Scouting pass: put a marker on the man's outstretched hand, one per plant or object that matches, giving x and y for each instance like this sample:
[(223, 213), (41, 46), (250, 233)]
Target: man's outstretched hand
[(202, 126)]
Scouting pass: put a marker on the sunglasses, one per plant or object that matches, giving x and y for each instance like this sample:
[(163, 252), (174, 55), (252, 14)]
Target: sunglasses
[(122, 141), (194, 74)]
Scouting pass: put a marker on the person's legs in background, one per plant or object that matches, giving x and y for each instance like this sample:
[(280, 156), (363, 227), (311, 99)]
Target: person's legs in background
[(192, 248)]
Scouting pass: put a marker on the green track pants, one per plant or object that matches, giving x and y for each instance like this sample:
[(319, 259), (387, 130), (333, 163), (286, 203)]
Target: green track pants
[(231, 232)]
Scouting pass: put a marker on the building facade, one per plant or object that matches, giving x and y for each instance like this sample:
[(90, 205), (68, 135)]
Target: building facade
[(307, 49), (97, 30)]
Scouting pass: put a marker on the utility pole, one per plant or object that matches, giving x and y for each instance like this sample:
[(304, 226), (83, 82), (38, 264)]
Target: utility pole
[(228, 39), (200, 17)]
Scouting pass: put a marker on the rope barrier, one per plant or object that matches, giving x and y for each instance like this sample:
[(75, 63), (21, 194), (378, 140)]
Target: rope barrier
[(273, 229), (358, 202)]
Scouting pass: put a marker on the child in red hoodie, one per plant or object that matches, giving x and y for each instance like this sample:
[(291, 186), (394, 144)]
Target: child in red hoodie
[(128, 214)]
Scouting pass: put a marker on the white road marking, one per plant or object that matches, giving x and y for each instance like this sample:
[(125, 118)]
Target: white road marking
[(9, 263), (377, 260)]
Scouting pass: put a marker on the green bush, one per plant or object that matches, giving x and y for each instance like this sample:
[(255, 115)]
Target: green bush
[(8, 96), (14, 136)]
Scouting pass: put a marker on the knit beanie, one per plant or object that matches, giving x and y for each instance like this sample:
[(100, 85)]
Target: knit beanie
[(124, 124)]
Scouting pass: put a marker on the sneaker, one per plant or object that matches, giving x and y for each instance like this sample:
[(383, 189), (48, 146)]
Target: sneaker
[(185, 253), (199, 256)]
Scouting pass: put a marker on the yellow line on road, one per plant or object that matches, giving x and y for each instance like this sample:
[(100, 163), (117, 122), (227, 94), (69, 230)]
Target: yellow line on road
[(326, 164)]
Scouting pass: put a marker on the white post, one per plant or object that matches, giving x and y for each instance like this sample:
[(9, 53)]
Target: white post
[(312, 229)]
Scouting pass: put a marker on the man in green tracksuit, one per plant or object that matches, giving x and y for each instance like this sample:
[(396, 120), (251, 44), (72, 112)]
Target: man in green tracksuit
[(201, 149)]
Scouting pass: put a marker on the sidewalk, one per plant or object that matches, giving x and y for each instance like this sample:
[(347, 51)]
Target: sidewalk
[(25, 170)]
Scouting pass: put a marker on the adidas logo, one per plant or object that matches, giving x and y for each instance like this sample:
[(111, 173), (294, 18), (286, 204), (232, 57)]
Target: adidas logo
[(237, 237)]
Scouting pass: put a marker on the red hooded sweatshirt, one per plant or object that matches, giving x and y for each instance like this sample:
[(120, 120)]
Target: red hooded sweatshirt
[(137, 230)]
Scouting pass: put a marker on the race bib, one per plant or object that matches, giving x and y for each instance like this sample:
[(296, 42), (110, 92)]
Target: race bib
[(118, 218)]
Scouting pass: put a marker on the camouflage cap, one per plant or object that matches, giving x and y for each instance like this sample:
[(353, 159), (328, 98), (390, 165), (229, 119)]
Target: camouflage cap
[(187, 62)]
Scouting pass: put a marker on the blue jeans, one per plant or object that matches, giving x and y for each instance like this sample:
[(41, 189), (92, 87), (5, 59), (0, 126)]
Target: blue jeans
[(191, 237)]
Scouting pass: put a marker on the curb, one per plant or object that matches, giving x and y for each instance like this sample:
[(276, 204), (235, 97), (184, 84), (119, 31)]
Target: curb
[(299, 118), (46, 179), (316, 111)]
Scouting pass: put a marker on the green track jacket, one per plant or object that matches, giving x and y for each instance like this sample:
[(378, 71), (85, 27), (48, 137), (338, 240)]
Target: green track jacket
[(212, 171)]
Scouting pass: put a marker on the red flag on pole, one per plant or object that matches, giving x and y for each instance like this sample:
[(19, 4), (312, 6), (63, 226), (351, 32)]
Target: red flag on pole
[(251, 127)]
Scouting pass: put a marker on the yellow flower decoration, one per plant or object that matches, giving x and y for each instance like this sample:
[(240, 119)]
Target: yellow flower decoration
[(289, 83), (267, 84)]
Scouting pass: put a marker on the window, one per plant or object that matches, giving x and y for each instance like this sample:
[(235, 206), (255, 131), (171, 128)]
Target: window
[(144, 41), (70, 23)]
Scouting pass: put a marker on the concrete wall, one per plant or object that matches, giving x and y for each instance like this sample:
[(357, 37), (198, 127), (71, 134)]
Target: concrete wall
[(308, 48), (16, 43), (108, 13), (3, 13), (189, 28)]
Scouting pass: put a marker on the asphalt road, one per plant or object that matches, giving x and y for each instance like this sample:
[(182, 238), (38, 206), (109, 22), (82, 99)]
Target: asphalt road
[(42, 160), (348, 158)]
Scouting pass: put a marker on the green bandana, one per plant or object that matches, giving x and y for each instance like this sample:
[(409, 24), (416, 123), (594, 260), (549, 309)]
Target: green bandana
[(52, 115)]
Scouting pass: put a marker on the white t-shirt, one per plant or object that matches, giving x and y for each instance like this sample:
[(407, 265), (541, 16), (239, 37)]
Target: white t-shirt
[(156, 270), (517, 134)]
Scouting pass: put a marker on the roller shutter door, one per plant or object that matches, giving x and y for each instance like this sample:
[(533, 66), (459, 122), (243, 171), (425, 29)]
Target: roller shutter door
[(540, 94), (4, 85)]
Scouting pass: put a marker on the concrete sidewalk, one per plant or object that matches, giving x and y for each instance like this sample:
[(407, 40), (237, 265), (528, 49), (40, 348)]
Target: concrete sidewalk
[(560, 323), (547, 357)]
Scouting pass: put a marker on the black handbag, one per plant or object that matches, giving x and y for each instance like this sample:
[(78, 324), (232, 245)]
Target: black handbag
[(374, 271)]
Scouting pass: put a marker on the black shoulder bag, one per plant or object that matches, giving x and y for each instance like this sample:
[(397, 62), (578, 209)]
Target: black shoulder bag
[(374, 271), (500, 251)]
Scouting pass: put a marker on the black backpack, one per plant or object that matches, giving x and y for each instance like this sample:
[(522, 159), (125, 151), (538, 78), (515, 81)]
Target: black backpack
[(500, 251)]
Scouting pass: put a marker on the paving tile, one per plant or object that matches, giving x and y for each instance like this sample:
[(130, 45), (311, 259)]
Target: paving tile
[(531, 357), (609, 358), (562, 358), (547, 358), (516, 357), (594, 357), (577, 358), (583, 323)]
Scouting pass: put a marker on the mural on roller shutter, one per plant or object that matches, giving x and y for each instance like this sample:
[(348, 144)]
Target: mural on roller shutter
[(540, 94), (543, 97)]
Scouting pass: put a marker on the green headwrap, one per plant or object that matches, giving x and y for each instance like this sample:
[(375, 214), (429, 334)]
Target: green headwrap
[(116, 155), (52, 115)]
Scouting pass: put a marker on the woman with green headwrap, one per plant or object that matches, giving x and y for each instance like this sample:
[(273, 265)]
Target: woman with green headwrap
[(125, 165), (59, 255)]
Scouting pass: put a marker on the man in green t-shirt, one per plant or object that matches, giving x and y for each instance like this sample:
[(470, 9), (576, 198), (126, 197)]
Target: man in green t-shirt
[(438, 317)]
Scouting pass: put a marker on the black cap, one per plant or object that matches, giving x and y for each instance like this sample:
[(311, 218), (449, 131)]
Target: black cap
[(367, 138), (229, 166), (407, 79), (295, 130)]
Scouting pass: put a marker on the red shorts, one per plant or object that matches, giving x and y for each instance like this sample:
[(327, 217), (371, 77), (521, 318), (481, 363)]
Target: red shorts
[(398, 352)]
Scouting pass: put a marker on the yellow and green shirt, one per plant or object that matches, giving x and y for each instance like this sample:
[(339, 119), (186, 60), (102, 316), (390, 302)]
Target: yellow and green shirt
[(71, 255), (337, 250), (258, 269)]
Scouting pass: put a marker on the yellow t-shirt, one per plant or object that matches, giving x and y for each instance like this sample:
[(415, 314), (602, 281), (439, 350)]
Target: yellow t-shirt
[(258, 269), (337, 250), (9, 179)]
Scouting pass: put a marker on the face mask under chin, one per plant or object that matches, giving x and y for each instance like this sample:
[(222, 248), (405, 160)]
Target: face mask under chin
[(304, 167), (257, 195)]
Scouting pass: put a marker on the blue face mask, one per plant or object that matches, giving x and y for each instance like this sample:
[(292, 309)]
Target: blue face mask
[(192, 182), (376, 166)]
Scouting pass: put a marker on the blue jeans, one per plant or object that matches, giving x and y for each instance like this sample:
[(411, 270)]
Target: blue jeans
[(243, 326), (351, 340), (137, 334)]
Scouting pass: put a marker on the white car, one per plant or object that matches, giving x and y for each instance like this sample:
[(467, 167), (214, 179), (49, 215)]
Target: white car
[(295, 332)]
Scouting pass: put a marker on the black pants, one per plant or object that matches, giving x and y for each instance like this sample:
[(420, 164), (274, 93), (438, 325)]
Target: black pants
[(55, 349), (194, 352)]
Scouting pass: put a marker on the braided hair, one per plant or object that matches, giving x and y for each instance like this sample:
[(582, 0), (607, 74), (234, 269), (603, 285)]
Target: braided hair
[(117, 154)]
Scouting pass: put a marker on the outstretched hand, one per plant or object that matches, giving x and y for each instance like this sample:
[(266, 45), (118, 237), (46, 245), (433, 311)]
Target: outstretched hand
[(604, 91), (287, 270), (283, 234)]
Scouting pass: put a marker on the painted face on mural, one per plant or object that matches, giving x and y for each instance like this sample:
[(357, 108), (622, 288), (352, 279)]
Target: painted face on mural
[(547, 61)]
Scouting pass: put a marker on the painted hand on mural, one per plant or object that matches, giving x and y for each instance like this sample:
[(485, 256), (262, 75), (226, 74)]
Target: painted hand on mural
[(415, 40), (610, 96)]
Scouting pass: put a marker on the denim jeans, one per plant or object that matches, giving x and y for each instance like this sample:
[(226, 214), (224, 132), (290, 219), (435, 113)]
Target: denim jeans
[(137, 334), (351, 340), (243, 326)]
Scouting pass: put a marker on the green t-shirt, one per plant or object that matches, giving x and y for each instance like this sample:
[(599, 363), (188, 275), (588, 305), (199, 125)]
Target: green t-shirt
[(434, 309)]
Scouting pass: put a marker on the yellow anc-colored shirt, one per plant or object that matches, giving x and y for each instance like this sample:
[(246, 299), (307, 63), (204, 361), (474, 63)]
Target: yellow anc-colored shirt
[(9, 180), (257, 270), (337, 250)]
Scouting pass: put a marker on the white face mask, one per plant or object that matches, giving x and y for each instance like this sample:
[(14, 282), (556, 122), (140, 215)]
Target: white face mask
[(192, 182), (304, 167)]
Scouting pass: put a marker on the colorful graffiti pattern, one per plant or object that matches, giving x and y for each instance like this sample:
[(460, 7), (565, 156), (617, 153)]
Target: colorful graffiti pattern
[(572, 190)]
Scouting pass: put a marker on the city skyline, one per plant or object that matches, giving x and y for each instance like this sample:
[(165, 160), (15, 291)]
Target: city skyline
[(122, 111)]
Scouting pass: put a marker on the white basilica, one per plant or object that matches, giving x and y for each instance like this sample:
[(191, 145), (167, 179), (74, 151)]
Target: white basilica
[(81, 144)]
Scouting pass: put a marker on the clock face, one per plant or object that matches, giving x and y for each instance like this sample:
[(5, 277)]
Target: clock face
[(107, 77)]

Work instructions:
In the data above, find the line with "Target: race bib" and the line with "[(276, 204), (235, 97), (184, 84), (119, 31)]". Retype both, plus every line between them, exactly.

Solution for this task:
Target: race bib
[(118, 218)]
Scouting pass: put a marker on the camouflage cap, one per plant or object that matches, giving x and y for each instance like this sample:
[(353, 159), (328, 98), (390, 165), (229, 119)]
Target: camouflage cap
[(187, 62)]
Scouting pass: put a marker on the blue jeans, one per plant or object that matches, giving x and y for each instance like this sample:
[(41, 189), (92, 87), (5, 59), (0, 126)]
Target: blue jeans
[(191, 237)]
Scouting pass: put a marker on the curb, one per plant or object that matches, giving x and y for each instance like this sample:
[(276, 204), (235, 97), (184, 84), (119, 31)]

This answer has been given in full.